Begin Supplied records

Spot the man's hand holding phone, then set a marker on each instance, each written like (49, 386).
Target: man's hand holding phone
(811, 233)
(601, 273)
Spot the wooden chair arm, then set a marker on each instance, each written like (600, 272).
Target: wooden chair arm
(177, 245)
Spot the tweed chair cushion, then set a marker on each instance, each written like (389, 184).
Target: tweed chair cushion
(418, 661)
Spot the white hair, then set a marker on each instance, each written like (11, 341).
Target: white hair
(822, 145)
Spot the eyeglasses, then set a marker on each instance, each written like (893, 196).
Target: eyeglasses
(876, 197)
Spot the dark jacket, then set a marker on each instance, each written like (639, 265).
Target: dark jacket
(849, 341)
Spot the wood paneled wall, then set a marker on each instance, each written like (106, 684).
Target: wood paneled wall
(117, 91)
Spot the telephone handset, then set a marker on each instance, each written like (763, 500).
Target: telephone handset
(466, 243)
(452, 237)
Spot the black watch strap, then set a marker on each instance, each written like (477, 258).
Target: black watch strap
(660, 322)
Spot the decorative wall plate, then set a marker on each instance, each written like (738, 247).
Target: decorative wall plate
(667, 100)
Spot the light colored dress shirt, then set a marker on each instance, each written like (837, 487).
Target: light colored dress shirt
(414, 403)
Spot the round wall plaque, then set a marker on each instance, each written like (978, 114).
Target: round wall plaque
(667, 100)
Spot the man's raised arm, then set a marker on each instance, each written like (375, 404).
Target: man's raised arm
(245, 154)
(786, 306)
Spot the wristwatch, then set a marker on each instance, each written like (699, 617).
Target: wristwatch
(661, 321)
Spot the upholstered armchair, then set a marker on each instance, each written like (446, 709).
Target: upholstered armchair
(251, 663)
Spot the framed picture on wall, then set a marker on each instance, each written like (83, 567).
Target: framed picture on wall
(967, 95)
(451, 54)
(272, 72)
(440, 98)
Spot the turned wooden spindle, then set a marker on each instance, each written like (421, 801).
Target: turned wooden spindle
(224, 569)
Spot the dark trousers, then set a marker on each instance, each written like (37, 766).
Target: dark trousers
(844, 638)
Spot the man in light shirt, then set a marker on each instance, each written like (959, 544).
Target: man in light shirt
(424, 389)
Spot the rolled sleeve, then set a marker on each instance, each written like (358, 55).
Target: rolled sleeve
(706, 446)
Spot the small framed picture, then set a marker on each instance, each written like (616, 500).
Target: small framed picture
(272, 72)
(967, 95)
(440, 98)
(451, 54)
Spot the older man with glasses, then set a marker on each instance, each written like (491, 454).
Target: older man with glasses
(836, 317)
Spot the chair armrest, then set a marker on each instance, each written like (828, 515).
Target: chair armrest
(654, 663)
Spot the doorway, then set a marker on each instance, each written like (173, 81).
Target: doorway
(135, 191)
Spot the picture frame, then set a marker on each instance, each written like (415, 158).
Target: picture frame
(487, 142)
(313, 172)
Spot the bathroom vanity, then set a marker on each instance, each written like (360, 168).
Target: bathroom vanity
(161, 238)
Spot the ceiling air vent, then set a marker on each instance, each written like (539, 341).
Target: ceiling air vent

End Supplied records

• **Problem to work on**
Reproduce the entire listing above word for word, from its first line to its last.

• **Task solution**
Spot the man's hand holding phone, then set a marker on each instance, each written like (49, 386).
Target: man's hand holding phone
(811, 233)
(601, 273)
Spot the wooden chair arm, then set a marker on each instance, each written like (600, 272).
Target: wooden chair arm
(177, 245)
Spot the tweed chair cushion, then set a marker on each instance, each written like (389, 184).
Target: tweed chair cushion
(418, 661)
Spot the white hair, then set a marker on each instance, each written like (11, 341).
Target: white hair
(822, 145)
Spot the eyeglasses, then set a marker on each instance, each written like (893, 196).
Target: eyeglasses
(876, 197)
Spot the dark jacket, then set a marker on each instance, each written like (639, 265).
Target: dark jacket
(849, 341)
Spot the wood paneled wall, then set a marker on each instance, each written like (106, 684).
Target: wood paneled wall
(117, 91)
Spot the telephone handset, then set a marker on each instance, each written like (763, 500).
Target: telephone handset
(466, 243)
(452, 237)
Spot the black watch strap, then set a marker on each instance, each written like (477, 258).
Target: black watch strap
(660, 322)
Spot the decorative wall plate, then set a marker on each instance, each written like (738, 247).
Target: decorative wall plate
(667, 100)
Spot the light colored dress shirt, then set a marker on each instance, each written like (837, 487).
Target: light colored dress shirt
(414, 403)
Spot the round wall plaque, then set a marker on each instance, each written like (978, 114).
Target: round wall plaque
(667, 100)
Spot the man's raised arm, then set a marker on each instance, each written like (375, 404).
Target: man's raised arm
(245, 154)
(786, 306)
Spot the wristwatch, then set a marker on each instance, each written like (699, 617).
Target: wristwatch
(661, 321)
Spot the upholstered armchair, then set a marker on each instance, each written like (446, 709).
Target: upholstered armchair
(251, 663)
Spot the framed picture on wall, then set a marker on each instance, each written like (83, 567).
Target: framed picture on wall
(967, 95)
(451, 54)
(272, 72)
(440, 98)
Spot the turned wooden spindle, then set a marker on each instance, each written like (421, 801).
Target: turned wooden spindle
(224, 569)
Spot the dark trousers, then set a marker on each instance, each written like (37, 766).
Target: dark trousers
(844, 638)
Spot the man in light shirt, then set a marker on each instance, each written like (959, 544).
Target: man in light shirt
(424, 389)
Spot the rolled sleeve, then set a marker on each instance, each written like (358, 55).
Target: rolled sleeve
(706, 446)
Spot the small framed picture, then set a marker on each instance, each written like (616, 500).
Target: small framed picture
(272, 72)
(967, 95)
(440, 98)
(451, 54)
Spot the older man with glasses, then set a marker on each instance, each written like (491, 454).
Target: older man with glasses
(836, 317)
Spot the chair armrest, then set a marker on each instance, each written like (828, 515).
Target: chair armrest
(654, 663)
Spot the doorway, then set a marker on each instance, each written like (173, 81).
Target: doorway
(135, 191)
Spot the picture frame, then set a marker on each instance, each written like (415, 158).
Target: picture frame
(487, 142)
(313, 172)
Spot the bathroom vanity, then set a marker on each instance, each written like (360, 168).
Target: bathroom vanity
(161, 238)
Spot the ceiling air vent, then set a marker on each instance, each written like (539, 341).
Target: ceiling air vent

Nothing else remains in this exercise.